Collected data:
-- Start --

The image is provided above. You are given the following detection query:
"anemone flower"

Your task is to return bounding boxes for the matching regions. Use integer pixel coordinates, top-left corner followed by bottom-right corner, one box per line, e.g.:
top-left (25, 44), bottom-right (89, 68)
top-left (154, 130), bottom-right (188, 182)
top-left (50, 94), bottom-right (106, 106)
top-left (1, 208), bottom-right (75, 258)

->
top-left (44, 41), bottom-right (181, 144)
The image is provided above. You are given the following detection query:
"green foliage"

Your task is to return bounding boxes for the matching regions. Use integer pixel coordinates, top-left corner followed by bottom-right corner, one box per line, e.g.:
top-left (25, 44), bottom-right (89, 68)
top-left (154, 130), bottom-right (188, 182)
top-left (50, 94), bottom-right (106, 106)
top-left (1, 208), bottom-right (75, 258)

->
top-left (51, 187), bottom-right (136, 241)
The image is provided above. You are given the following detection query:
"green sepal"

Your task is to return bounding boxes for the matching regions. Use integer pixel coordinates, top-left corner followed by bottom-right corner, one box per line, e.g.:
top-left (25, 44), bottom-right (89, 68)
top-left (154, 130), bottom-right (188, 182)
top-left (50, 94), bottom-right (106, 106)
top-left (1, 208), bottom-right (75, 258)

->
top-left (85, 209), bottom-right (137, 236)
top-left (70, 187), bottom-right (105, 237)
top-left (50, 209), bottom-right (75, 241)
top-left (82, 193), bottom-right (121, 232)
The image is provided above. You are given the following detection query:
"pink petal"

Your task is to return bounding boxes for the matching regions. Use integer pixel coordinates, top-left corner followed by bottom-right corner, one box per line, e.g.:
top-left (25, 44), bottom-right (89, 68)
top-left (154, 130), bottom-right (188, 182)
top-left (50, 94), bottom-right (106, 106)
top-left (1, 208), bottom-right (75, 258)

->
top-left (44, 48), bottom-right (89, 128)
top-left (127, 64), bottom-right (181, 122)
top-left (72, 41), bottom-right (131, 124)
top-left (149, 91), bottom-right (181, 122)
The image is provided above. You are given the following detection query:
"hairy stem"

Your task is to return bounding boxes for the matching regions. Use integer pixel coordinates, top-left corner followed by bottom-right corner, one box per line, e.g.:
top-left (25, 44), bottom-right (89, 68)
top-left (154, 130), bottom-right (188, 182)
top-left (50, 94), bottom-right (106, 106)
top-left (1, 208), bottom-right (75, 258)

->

-- End --

### STATED GOAL:
Please copy every line of the items above without any change.

### RESPONSE TO THE TASK:
The image is provided above. You are given the following detection query:
"anemone flower"

Your task is to return bounding boxes for the matching regions. Use integer pixel coordinates, top-left corner followed by bottom-right corner, one box per line, e.g.:
top-left (25, 44), bottom-right (89, 68)
top-left (154, 130), bottom-right (188, 182)
top-left (50, 94), bottom-right (106, 106)
top-left (1, 208), bottom-right (75, 258)

->
top-left (44, 41), bottom-right (181, 144)
The image is provided above. You are given the following detection query:
"green foliage"

Your task is to return bounding boxes for the matching regions. Use integer pixel coordinates, top-left corner followed by bottom-right corner, one box per line, e.g.:
top-left (25, 44), bottom-right (89, 68)
top-left (154, 130), bottom-right (188, 182)
top-left (50, 94), bottom-right (106, 106)
top-left (1, 208), bottom-right (75, 258)

->
top-left (51, 187), bottom-right (136, 241)
The image is provided above. You are given the following detection query:
"green sepal"

Your task is to return bounding boxes for the matching regions. Use integer pixel coordinates, top-left corner followed by bottom-right corner, one box per line, e.g.:
top-left (25, 44), bottom-right (89, 68)
top-left (154, 130), bottom-right (188, 182)
top-left (50, 94), bottom-right (106, 106)
top-left (1, 208), bottom-right (75, 258)

->
top-left (85, 209), bottom-right (137, 236)
top-left (70, 187), bottom-right (105, 237)
top-left (50, 209), bottom-right (75, 241)
top-left (82, 193), bottom-right (121, 232)
The image is provided above. You are given the following detection query:
"pink petal"

Your task is to return bounding boxes for the matching regions. Use integer pixel coordinates, top-left corner followed by bottom-right corner, one box per line, e.g.:
top-left (25, 44), bottom-right (89, 68)
top-left (154, 130), bottom-right (188, 182)
top-left (50, 94), bottom-right (106, 106)
top-left (1, 208), bottom-right (75, 258)

->
top-left (44, 48), bottom-right (89, 128)
top-left (127, 64), bottom-right (181, 122)
top-left (72, 41), bottom-right (131, 124)
top-left (149, 91), bottom-right (181, 122)
The image is provided above. You are given the following detection query:
"hairy stem"

Your task is to return bounding boxes for the matching regions. Use integer pixel coordinates, top-left corner followed by bottom-right corner, one box per line, e.g.:
top-left (25, 44), bottom-right (89, 68)
top-left (154, 130), bottom-right (188, 182)
top-left (50, 94), bottom-right (106, 106)
top-left (1, 208), bottom-right (75, 258)

->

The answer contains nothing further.